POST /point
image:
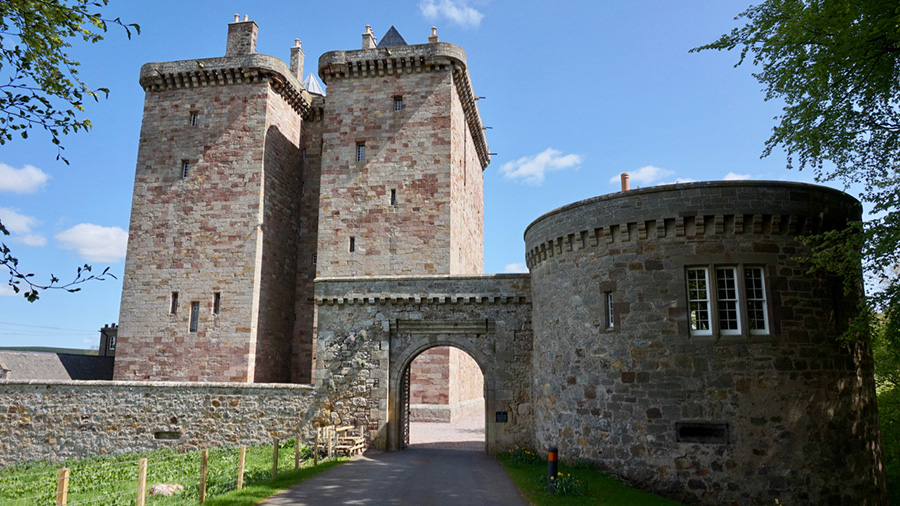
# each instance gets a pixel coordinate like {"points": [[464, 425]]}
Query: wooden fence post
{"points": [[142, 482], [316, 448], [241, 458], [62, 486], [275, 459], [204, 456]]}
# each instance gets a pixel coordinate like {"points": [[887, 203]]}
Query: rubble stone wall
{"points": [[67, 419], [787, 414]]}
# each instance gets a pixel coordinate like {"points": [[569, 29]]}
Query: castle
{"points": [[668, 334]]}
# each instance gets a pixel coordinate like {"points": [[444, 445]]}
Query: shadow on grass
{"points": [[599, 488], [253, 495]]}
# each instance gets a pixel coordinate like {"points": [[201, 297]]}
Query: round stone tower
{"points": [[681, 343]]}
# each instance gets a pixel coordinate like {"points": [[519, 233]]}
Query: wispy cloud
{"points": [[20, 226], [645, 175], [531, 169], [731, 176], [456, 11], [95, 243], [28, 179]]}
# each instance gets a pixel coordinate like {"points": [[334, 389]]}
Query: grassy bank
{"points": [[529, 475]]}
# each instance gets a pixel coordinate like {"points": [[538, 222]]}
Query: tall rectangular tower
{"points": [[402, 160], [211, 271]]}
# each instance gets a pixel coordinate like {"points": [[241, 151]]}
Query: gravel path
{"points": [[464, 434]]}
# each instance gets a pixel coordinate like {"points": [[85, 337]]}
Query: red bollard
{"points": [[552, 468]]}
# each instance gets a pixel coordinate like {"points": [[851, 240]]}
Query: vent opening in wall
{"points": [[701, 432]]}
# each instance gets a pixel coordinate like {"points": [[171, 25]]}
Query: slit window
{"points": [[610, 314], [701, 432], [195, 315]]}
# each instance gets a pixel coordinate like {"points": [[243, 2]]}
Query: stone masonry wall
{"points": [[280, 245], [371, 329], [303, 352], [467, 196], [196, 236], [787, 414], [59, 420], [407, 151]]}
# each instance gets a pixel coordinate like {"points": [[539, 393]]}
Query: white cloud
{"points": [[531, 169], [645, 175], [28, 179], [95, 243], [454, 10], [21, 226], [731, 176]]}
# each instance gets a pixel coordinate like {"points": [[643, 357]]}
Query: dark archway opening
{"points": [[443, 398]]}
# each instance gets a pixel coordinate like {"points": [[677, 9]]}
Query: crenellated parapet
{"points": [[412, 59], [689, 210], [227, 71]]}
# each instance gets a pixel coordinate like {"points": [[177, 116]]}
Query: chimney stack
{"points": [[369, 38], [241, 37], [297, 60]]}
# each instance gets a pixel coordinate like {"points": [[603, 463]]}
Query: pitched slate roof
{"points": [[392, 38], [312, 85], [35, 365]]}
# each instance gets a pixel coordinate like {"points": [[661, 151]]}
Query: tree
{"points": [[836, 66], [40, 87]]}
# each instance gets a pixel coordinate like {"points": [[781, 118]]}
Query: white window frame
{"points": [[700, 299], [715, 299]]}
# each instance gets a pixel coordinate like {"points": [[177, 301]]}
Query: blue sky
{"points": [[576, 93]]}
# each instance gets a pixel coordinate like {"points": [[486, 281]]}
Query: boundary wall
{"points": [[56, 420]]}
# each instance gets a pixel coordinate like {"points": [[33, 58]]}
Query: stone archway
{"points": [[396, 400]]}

## Your goal
What is needed is a word-for-word copy of the records above, excluding pictures.

## Problem solution
POST /point
image:
# each instance gets a pixel coordinate like {"points": [[464, 425]]}
Query: wooden fence post
{"points": [[142, 482], [316, 448], [241, 458], [62, 486], [275, 459], [204, 456]]}
# each instance gets a pixel coordinate like {"points": [[887, 203]]}
Query: rubble stone wall
{"points": [[67, 419], [787, 414]]}
# each instance gets a pixel coordinate like {"points": [[569, 29]]}
Query: castle
{"points": [[668, 334]]}
# each instance gets a pixel coordinate like {"points": [[444, 445]]}
Query: shadow on grass
{"points": [[599, 488], [253, 495]]}
# each instance gets a pixel coordinate like {"points": [[201, 297]]}
Query: round stone tower
{"points": [[681, 343]]}
# each instance gets a pixel coordinate like {"points": [[519, 233]]}
Query: wispy cloud
{"points": [[20, 226], [645, 175], [531, 169], [731, 176], [456, 11], [95, 243], [28, 179]]}
# each instance gets a pixel coordinate like {"points": [[334, 389]]}
Query: grassy bank
{"points": [[529, 475]]}
# each instance gets a pixel coordinate like {"points": [[538, 222]]}
Query: tall rectangular tower
{"points": [[402, 160], [211, 271]]}
# each instance gets a pixel coordinate like {"points": [[241, 151]]}
Query: gravel path
{"points": [[464, 434]]}
# each instance gets a pixel coordinate like {"points": [[85, 337]]}
Query: red bollard
{"points": [[552, 468]]}
# each instance gets a pixel coordinate like {"points": [[851, 240]]}
Query: vent opening in wall
{"points": [[701, 432]]}
# each instance gets a pixel coordinate like {"points": [[171, 25]]}
Query: slit window
{"points": [[610, 314], [701, 432], [195, 315]]}
# each instance gets a pixel coordinate like {"points": [[243, 2]]}
Query: stone masonry wall
{"points": [[280, 245], [371, 329], [303, 352], [467, 196], [196, 236], [787, 414], [59, 420], [407, 151]]}
# each instance gets a pixel coordinate like {"points": [[539, 393]]}
Query: white cloud
{"points": [[531, 169], [645, 175], [28, 179], [95, 243], [454, 10], [21, 226], [731, 176]]}
# each instance gets a pixel coordinate like {"points": [[643, 357]]}
Query: dark archway opening
{"points": [[443, 398]]}
# each instance gets a pixel coordinate like {"points": [[677, 9]]}
Query: crenellated parapet
{"points": [[412, 59], [689, 210], [227, 71]]}
# each instance gets a pixel coordinate like {"points": [[177, 116]]}
Query: chimney stack
{"points": [[369, 38], [241, 37], [297, 60]]}
# each instance gets a pixel coordinate like {"points": [[603, 463]]}
Query: pitched slate roof
{"points": [[392, 38], [312, 85], [35, 365]]}
# each instance gets a pixel coordinate like {"points": [[661, 151]]}
Query: tree
{"points": [[836, 66], [40, 87]]}
# each instance gets a pixel coordinate like {"points": [[781, 118]]}
Query: white window frame
{"points": [[700, 299], [715, 299]]}
# each instance gets a pixel coordinate like {"points": [[177, 301]]}
Query: blue sky
{"points": [[576, 93]]}
# each instance gets a pixel coordinate like {"points": [[486, 281]]}
Query: boundary wall
{"points": [[56, 420]]}
# each instance gets a pixel coordinate like {"points": [[33, 58]]}
Query: stone archway
{"points": [[396, 400]]}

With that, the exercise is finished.